** START OF Data for the task **

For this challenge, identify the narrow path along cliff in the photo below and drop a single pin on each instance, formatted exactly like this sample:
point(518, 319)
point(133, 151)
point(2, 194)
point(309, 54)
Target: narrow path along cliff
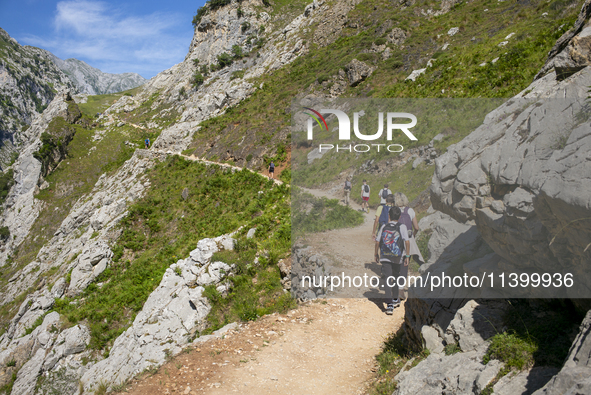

** END OF Data for the task **

- What you will do:
Rename "narrow path along cliff" to "narrow trail along ridge" throughout the lines above, keeping everything else the same, and leave the picture out of your answer.

- Reply:
For this challenge, identify the narrow trail along ridge in the photo below and drop a single pin on each instance, formatted exactly like this sample:
point(518, 319)
point(133, 151)
point(2, 194)
point(309, 54)
Target: narrow trail along ridge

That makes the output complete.